Source document:
A federal appeals court on Thursday issued a ruling upholding Tennessee’s 48-hour waiting period for an abortion, overturning a lower court’s previous ruling that found the rule to be unconstitutional.
U.S. 6th Circuit Judge Amul Thapar wrote in the majority opinion that the plaintiffs in the case — the Bristol Regional Women’s Center and the Memphis Center for Reproductive Health — had not provided evidence that proved the waiting period was a “substantial obstacle” for women seeking abortions.
The law, which was enacted in 2015, requires that a physician provide a patient seeking an abortion with information about the risks of abortions and pregnancies and then wait two days before performing the procedure. A physician who violates this law will be considered to have committed a class E felony. The law does not apply if a physician determines that waiting two days would threaten the patient’s life.
The appeals court wrote that Tennessee’s waiting period was in fact constitutional as it had not been shown to be an obstacle for a “large fraction” of women who are seeking abortions.
It also pointed to statistical evidence that showed women in Tennessee continued to obtain abortions “in large numbers” even after the 48-hour waiting period was enacted, with roughly the same amount of abortions performed in the years before and after it went into effect.
“It is one thing to predict that the sky will fall tomorrow. It’s quite another thing to maintain that the sky fell five years ago for women seeking abortions when the numbers tell us otherwise,” the court wrote.
In the case that the two-day waiting period causes a woman to miss a deadline to have a medical abortion — by which the patient is administered a pill — the court argued that she still had the option of receiving a surgical abortion. The court also found that the plaintiffs had not been able to show that a significant amount of women would be forced out of the window to get an abortion by the waiting period.

Stored records
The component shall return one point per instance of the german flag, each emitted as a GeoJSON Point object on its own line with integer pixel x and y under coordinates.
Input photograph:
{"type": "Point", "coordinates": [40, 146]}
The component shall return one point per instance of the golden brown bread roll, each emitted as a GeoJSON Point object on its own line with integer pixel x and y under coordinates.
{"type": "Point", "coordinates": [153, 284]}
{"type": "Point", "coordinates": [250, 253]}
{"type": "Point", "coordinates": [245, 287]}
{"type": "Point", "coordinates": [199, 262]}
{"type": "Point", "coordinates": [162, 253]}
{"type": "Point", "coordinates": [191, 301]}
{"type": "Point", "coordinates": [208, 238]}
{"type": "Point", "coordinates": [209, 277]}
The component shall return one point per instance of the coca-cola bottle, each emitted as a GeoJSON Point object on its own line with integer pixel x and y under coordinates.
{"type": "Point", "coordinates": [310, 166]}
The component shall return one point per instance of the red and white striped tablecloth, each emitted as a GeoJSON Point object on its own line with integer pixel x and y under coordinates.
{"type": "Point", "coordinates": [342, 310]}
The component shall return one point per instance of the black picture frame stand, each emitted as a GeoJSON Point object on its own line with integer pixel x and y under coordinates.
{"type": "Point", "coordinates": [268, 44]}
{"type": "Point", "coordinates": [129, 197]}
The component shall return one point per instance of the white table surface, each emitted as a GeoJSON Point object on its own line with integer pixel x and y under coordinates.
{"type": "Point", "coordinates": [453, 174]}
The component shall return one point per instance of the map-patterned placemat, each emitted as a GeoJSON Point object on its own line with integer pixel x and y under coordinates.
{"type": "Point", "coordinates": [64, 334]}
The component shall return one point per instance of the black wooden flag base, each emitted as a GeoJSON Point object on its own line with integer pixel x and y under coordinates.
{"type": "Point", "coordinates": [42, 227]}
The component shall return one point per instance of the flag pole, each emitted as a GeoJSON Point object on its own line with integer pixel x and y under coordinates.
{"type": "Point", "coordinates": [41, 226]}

Task goal:
Repeat the full text about the Tennessee abortion waiting period ruling word for word.

Task result:
A federal appeals court on Thursday issued a ruling upholding Tennessee’s 48-hour waiting period for an abortion, overturning a lower court’s previous ruling that found the rule to be unconstitutional.
U.S. 6th Circuit Judge Amul Thapar wrote in the majority opinion that the plaintiffs in the case — the Bristol Regional Women’s Center and the Memphis Center for Reproductive Health — had not provided evidence that proved the waiting period was a “substantial obstacle” for women seeking abortions.
The law, which was enacted in 2015, requires that a physician provide a patient seeking an abortion with information about the risks of abortions and pregnancies and then wait two days before performing the procedure. A physician who violates this law will be considered to have committed a class E felony. The law does not apply if a physician determines that waiting two days would threaten the patient’s life.
The appeals court wrote that Tennessee’s waiting period was in fact constitutional as it had not been shown to be an obstacle for a “large fraction” of women who are seeking abortions.
It also pointed to statistical evidence that showed women in Tennessee continued to obtain abortions “in large numbers” even after the 48-hour waiting period was enacted, with roughly the same amount of abortions performed in the years before and after it went into effect.
“It is one thing to predict that the sky will fall tomorrow. It’s quite another thing to maintain that the sky fell five years ago for women seeking abortions when the numbers tell us otherwise,” the court wrote.
In the case that the two-day waiting period causes a woman to miss a deadline to have a medical abortion — by which the patient is administered a pill — the court argued that she still had the option of receiving a surgical abortion. The court also found that the plaintiffs had not been able to show that a significant amount of women would be forced out of the window to get an abortion by the waiting period.